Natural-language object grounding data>
[Start of section]
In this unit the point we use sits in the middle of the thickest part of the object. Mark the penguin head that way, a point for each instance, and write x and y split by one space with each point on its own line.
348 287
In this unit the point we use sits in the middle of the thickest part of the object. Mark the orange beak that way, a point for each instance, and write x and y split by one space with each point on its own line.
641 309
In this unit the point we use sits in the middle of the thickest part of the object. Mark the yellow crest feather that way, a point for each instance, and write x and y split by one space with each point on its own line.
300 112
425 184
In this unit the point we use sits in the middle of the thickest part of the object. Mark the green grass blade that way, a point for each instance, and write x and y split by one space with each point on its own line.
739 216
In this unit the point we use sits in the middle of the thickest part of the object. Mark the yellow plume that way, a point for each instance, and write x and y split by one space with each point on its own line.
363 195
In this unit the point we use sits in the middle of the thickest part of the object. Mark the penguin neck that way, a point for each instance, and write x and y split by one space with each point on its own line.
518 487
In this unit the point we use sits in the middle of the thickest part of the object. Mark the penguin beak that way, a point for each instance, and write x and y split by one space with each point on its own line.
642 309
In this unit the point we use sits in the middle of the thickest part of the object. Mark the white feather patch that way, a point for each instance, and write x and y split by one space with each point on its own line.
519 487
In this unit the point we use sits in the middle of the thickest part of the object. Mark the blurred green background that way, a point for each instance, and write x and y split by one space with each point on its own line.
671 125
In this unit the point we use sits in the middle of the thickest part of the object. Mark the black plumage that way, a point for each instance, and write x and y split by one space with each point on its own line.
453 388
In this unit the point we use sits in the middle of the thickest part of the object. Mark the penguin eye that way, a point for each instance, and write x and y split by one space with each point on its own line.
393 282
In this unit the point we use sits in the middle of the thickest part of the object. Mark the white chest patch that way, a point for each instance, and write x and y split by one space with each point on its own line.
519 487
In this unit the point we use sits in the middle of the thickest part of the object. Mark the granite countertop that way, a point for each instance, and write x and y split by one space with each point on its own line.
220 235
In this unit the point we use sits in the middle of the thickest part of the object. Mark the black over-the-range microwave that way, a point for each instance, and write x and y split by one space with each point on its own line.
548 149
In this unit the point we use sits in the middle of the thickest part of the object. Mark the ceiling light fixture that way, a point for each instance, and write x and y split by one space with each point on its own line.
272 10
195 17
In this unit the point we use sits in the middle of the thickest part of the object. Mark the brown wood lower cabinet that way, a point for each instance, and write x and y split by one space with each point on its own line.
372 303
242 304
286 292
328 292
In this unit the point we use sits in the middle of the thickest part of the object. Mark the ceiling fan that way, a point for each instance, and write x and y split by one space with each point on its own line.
[End of section]
Work to complete>
In the answer, each line of the data must appear exactly as written.

Result>
In this unit the point we use sits in the middle of the thickest part of the object. Mark the penguin head that way, a point for each instance, and write x and y split by one space with each point on its own line.
348 287
In this unit the point we use sits in the middle of the thickest part of the object. Mark the orange beak that way, a point for each instance, and write x and y split by one space with each point on its own line.
641 309
In this unit the point we use sits in the middle of the thickest part of the object. Mark the yellow crest feather that way, a point for each instance, and write x and y split by one space with each point on its own line.
300 112
425 184
In this unit the point we use sits in the middle of the thickest part of the object. Mark the green grass blade that way, a point for each instance, and write x and y split by one space with each point on its own line.
739 216
In this unit the point we use sits in the middle of the thickest part of the object. Mark the yellow plume that way, a point for each instance, and write x and y split by one space with each point on its own line.
363 195
In this unit the point we use sits in the middle of the thickest part of the object. Mark the penguin neck that way, a point for each instance, and write x and y split by one space with each point on its own line.
518 487
In this unit the point we use sits in the middle of the thickest part of the object. Mark the penguin beak that way, a point for each instance, and write x and y split by one space with each point on its own line.
642 309
In this unit the point we use sits in the middle of the thickest part of the object. Mark the white feather patch that way, a point for each instance, and write x and y split by one space with each point on its own line.
519 487
In this unit the point we use sits in the middle of the thickest part of the object. Mark the blurred green background that way, a point for each instance, and write x and y split by one space with each point on its own line.
671 125
In this unit the point we use sits in the middle of the thickest part of the object. Mark the black plumage that way, a point for each instance, and write x and y split by one space with each point on its own line.
453 388
In this unit the point we use sits in the middle of the thickest part of the object. Mark the penguin eye that way, a point for each instance, and write x and y split by one space with each point on its own line.
393 282
In this unit the point we use sits in the middle of the thickest part of the object. Mark the white chest patch that way, a point for each instance, and write x and y split by one space with each point on its own line.
519 487
In this unit the point we use sits in the middle of the thickest part of the object. Mark the granite countertop that way, a point for each instance, and write x and y split by one space with each point on its own line.
220 235
In this unit the point we use sits in the middle of the thickest part of the object. Mark the black over-the-range microwave that way, a point for each instance, and write x and y split by one space with each point on its own line.
548 149
In this unit the point we use sits in the middle of the thickest part of the object. Mark the ceiling light fixture that way, a point for each instance, and write x and y split by one space with each point on its own line.
272 10
195 17
In this unit the point we use sits in the middle of the thickest part of the object. Mark the brown wood lower cabinet that way, a point for each instance, and write x and y split by one space with each point on its own line.
372 303
242 304
286 292
328 292
In this unit the point we use sits in the middle of the thickest part of the object. Mark the ceiling fan that way, a point for each instance, and write x and y split by one space with each point on its own line.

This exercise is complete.